化膿性汗腺炎の原因を説明した本文を、全文一字一句違えずに書き写してください。

本文
########################################

化膿性汗腺炎の原因は完全には解明されていませんが、いくつかの要因が複雑に関与していると考えられています。
以下に主な原因と考えられる要素を説明します。

遺伝的要因

化膿性汗腺炎は、家族内に同様の疾患を持つ人がいる場合、発症リスクが高くなることが知られています。
このことから、遺伝的要因が疾患の発症に大きく関与していると考えられます。

免疫系の異常

化膿性汗腺炎は、免疫反応に関連した炎症性疾患の一つと考えられています。
特に、体内の免疫細胞が過剰に反応することで炎症が引き起こされ、皮膚の毛嚢や汗腺に炎症を起こすことが示唆されています。

ホルモンの影響

思春期以降に発症することが多く、女性の方がやや発症率が高いことから、ホルモンバランスも関与していると考えられます。
特に、男性ホルモンが炎症の進行に影響を与える可能性が示されています。

細菌感染

直接的な原因ではないと考えられていますが、炎症部位に細菌感染が二次的に生じることが多く、これが化膿性汗腺炎の症状を悪化させることがあります。

生活習慣

喫煙や肥満は、化膿性汗腺炎のリスクを高めるとされています。
これらは、体内の炎症反応を悪化させる要因やホルモンに関係する要因と考えられます。

########################################

提供データ
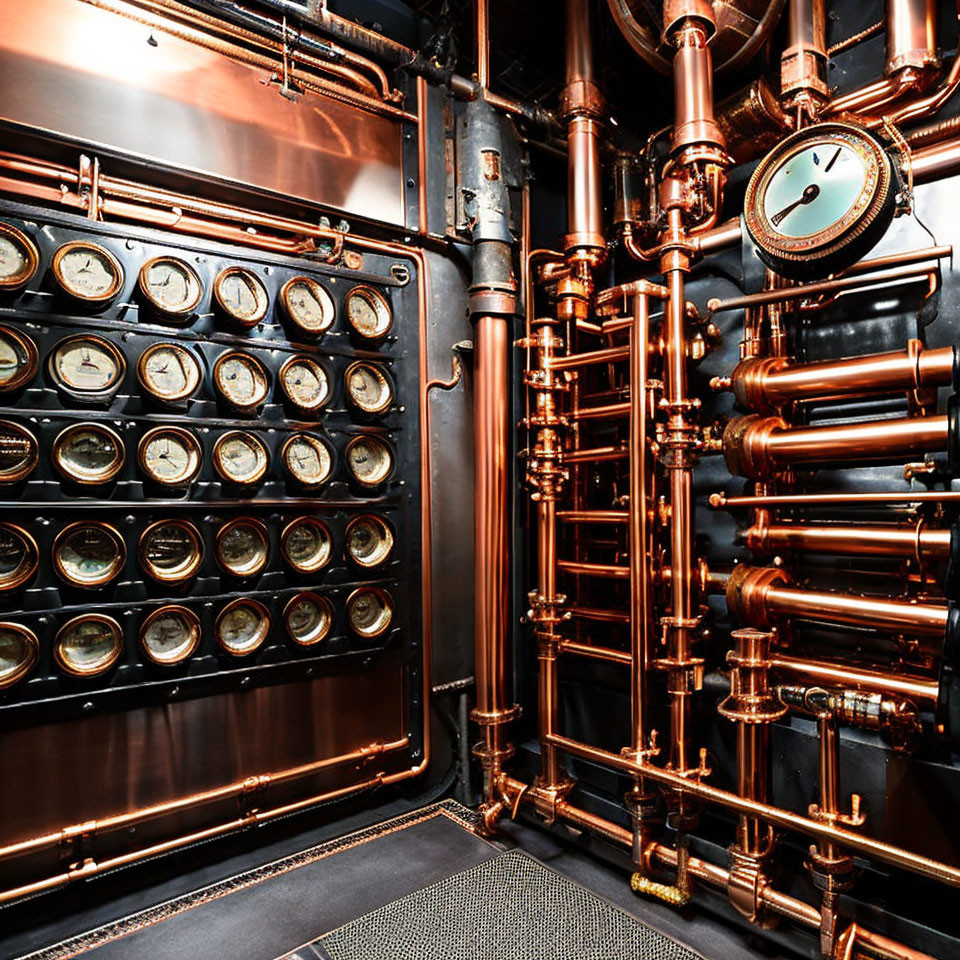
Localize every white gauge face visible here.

########################################

解答
化膿性汗腺炎の原因は完全には解明されていませんが、いくつかの要因が複雑に関与していると考えられています。
以下に主な原因と考えられる要素を説明します。

遺伝的要因

化膿性汗腺炎は、家族内に同様の疾患を持つ人がいる場合、発症リスクが高くなることが知られています。
このことから、遺伝的要因が疾患の発症に大きく関与していると考えられます。

免疫系の異常

化膿性汗腺炎は、免疫反応に関連した炎症性疾患の一つと考えられています。
特に、体内の免疫細胞が過剰に反応することで炎症が引き起こされ、皮膚の毛嚢や汗腺に炎症を起こすことが示唆されています。

ホルモンの影響

思春期以降に発症することが多く、女性の方がやや発症率が高いことから、ホルモンバランスも関与していると考えられます。
特に、男性ホルモンが炎症の進行に影響を与える可能性が示されています。

細菌感染

直接的な原因ではないと考えられていますが、炎症部位に細菌感染が二次的に生じることが多く、これが化膿性汗腺炎の症状を悪化させることがあります。

生活習慣

喫煙や肥満は、化膿性汗腺炎のリスクを高めるとされています。
これらは、体内の炎症反応を悪化させる要因やホルモンに関係する要因と考えられます。